TEXT EXTRACT:
-------

Over the last couple of years, Gillo Theatre Repertory has been conducting play reading sessions with their team of actors to familiarise them with the kind of theatre works being written for children. Beginning today, the exercise extends to their audiences (they’re the theatre for young audiences) and their parents with Kathasagar, a monthly reading club. To be held once a month on a Saturday, the sessions are aimed at promoting play reading, which is not as common as story reading. The first writer whose works would be read is Poile Sengupta. Director and founder of Gillo, Shaili Sathyu, tells us, “We will try to understand the context of the play and have activities like asking the children to design costumes. Exploration for each play will be different.” The two-hour sessions will include essays and short stories by the writer and will gradually include plays in other languages.

Theatre exclusively for children

Gillo is an arts organisation that works towards content development, performance, training, curating, etc, for children. What sets Gillo apart from the other theatre companies, says Shaili, is the fact that it does work exclusively for children while others also include theatre for adults. “Theatre exclusively for children is needed for their aesthetic development,” she says. Since its inception in 2009, the repertory has adapted stories into plays, Kyun-Kyun Ladki (Mahashweta Devi), Taoos Chaman Ki Myna (Naiyer Masud), She-He-Shey (Rabindranath Tagore’s Shey), and many more. The name of the group comes from gillo gilehri or a squirrel that’s found almost everywhere in India.

It’s a tough space

Shaili remembers, “There was only so much happening in theatre for children when we started.” Convincing people to come on board Gillo was difficult initially and still proves to be a hurdle. “Generally, established theatre actors are not interested in doing plays for children or they teach and conduct workshops, so it’s difficult to have someone for all 12 months.” Getting a place to hold the plays is not easy either. “Not many people invite you to perform and it’s not a long-term deal. It’s tough but the returns are enough to survive,” says Shaili, whose parents are illustrious theatre and film personalities Shama Zaidi and MS Sathyu. Though, things are now looking up. “Every year, more people are showing interest in working for children. But, it will take a few more years to become consistent,” she says.

Future plans

This year, Gillo introduced a tour bus where they travelled across Karnataka to take children’s theatre to a wider audience. Over the next five years, the group aims to build collaboration with other cultural institutions and have artiste exchange. “We’d like more people to create original work for children.” Since 2010, Gillo has built its own tour circuit that includes Bengaluru, Kolkata, Pune, etc. They plan to expand it to Kerala, Gujarat, Madhya Pradesh and the north. “We want to join the dots and share the roadmap for other people to venture,” Shaili says.

-------

INFORMATION PROVIDED:
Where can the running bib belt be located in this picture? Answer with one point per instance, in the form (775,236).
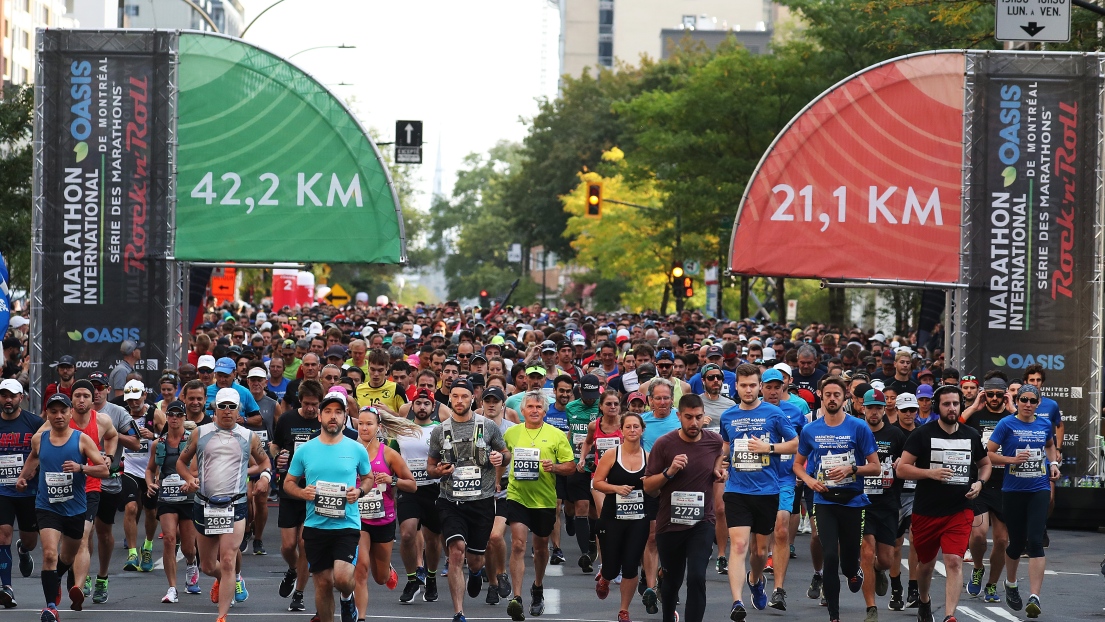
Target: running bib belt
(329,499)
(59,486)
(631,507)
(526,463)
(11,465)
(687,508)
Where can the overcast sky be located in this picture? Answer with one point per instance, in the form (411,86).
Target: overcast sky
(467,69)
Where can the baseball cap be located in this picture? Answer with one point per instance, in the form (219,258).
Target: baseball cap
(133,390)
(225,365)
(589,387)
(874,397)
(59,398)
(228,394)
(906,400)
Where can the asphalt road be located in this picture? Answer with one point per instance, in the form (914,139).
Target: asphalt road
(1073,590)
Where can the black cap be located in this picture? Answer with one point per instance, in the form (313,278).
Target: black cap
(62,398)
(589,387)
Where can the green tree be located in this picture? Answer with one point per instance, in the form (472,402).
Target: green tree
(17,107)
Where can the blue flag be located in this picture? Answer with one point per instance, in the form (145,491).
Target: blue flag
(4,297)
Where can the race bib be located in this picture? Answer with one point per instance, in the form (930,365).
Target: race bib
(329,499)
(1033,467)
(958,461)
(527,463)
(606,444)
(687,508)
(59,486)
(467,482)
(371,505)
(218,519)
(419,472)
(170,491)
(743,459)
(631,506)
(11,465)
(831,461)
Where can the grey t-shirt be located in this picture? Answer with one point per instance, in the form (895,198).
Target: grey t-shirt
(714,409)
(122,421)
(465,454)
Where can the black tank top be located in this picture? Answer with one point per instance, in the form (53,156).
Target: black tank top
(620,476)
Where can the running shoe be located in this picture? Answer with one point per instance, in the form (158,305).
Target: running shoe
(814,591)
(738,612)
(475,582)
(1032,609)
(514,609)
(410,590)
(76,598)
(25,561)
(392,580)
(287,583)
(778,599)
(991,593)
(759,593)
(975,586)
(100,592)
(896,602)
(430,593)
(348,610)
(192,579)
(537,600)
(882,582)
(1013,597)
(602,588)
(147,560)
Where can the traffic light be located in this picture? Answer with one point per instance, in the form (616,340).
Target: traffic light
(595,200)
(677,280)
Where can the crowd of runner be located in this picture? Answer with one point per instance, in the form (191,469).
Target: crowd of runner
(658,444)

-------

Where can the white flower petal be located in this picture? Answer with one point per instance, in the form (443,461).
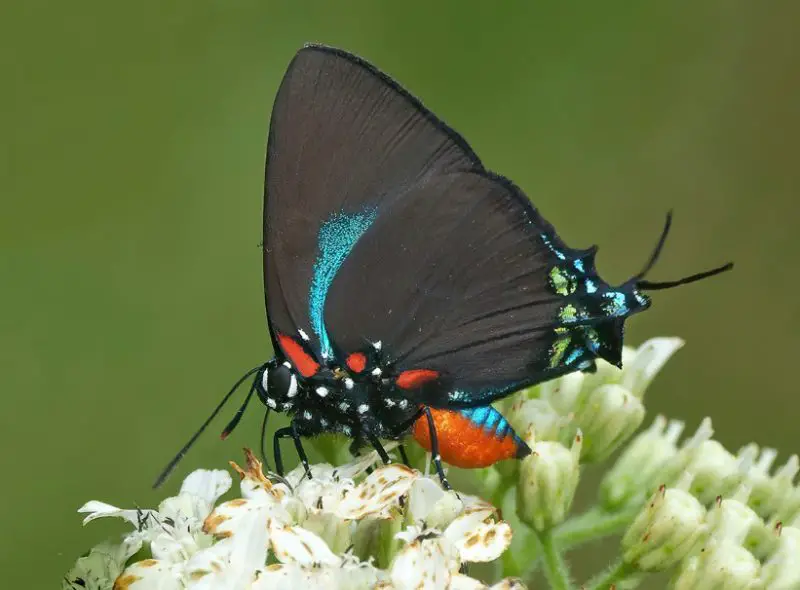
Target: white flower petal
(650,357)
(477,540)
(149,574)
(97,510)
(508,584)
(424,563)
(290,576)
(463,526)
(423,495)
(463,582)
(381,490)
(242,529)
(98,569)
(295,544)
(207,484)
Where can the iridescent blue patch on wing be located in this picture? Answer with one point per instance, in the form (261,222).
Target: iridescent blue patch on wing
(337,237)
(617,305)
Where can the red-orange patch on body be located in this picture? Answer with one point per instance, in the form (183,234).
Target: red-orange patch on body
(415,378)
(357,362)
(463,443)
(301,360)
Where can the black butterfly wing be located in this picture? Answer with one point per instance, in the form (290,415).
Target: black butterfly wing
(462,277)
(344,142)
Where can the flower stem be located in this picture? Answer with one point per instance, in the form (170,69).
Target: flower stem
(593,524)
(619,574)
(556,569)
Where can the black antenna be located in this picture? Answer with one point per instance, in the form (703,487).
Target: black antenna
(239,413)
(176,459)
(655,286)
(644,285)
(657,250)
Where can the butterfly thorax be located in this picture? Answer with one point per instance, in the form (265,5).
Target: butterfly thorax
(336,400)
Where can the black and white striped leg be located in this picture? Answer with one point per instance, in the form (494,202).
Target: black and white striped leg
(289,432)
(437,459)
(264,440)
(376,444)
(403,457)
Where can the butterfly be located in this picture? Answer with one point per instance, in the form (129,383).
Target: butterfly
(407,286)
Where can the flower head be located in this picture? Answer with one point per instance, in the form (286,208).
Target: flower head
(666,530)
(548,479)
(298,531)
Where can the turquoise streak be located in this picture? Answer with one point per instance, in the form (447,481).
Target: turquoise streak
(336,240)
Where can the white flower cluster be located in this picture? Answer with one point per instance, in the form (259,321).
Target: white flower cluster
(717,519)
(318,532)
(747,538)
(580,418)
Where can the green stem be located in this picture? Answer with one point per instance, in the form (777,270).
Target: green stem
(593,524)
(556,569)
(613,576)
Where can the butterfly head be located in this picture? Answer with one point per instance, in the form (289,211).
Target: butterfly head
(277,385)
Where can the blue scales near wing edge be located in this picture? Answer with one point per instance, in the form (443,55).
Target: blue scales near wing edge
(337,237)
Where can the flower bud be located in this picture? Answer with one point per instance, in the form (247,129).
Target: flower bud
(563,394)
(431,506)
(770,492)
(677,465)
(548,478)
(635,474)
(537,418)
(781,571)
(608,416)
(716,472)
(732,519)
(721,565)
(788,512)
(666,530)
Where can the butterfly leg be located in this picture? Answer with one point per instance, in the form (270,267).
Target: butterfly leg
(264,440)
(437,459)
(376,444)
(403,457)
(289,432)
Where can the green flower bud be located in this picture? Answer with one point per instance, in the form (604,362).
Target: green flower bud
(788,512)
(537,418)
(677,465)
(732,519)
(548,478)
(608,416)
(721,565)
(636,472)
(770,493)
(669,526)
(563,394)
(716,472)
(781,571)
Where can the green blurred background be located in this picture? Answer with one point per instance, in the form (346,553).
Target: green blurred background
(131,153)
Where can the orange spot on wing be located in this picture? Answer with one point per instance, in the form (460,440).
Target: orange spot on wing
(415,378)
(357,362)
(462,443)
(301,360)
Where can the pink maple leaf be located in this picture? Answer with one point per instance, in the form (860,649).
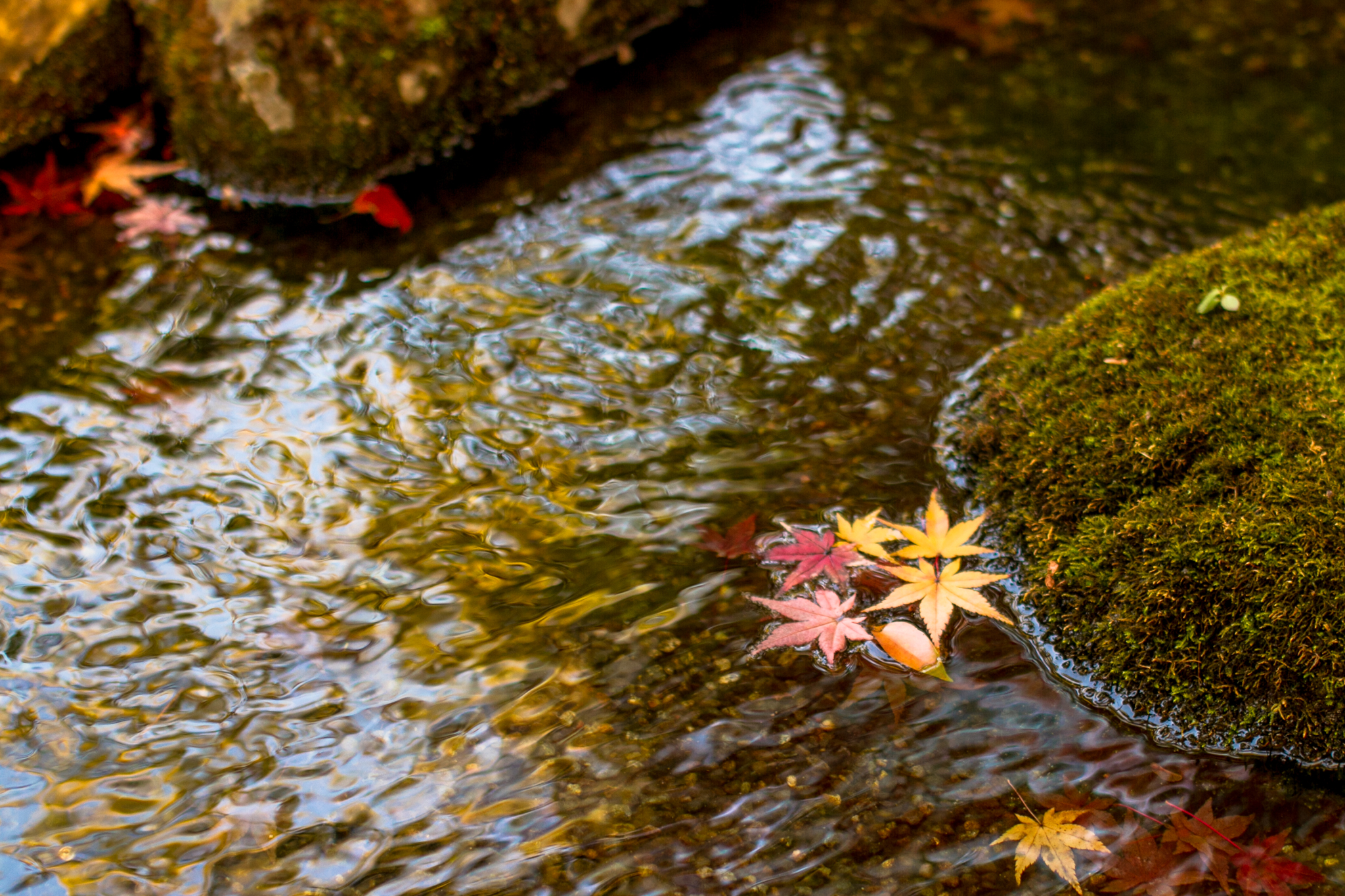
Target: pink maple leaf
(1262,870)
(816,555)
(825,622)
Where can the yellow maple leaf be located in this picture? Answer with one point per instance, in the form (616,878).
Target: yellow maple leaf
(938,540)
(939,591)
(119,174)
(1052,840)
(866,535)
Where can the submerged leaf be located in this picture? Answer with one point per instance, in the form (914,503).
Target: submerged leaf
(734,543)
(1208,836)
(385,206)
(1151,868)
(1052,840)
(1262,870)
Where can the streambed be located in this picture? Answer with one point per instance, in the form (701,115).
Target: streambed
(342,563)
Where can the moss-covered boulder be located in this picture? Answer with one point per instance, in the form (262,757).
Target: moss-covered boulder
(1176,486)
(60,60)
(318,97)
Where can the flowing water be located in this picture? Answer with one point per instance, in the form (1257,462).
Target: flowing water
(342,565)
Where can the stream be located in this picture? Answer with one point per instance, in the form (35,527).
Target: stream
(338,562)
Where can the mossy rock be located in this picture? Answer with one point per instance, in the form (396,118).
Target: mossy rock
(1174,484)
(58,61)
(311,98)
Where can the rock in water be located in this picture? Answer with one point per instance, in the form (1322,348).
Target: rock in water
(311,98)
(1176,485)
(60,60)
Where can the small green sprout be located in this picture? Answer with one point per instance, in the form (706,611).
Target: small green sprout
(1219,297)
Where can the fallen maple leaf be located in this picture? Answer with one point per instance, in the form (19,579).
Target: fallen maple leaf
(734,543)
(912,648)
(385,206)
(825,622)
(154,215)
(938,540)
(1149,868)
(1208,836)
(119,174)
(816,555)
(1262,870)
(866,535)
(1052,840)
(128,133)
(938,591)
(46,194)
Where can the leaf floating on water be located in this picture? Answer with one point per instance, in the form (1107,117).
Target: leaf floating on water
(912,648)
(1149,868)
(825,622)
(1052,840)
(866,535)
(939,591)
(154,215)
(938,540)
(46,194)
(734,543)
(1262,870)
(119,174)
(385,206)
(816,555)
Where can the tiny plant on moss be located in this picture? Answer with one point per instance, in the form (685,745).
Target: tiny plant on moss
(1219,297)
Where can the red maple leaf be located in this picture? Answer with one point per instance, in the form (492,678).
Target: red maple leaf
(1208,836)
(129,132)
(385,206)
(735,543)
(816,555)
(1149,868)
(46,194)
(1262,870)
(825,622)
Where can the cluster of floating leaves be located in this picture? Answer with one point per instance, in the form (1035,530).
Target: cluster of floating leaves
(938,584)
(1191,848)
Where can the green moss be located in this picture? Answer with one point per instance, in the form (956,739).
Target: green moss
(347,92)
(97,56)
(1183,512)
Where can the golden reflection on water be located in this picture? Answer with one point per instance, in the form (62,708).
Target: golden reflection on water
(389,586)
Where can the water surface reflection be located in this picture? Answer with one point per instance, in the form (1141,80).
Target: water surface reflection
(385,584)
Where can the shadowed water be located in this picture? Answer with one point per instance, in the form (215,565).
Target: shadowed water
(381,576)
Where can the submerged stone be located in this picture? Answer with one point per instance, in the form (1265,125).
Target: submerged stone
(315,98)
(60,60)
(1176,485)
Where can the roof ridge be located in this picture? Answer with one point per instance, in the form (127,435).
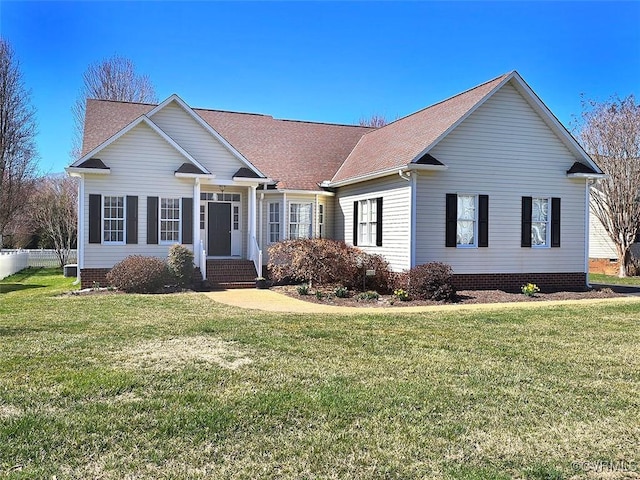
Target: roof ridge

-------

WHAT IS EXPECTED: Translate this sentence from the article on Gillo Theatre Repertory into Spanish: "To be held once a month on a Saturday, the sessions are aimed at promoting play reading, which is not as common as story reading."

RIGHT ANSWER: Las sesiones, que se celebrarán una vez al mes en sábado, tienen como objetivo promover la lectura de obras de teatro, que no es tan común como la lectura de cuentos.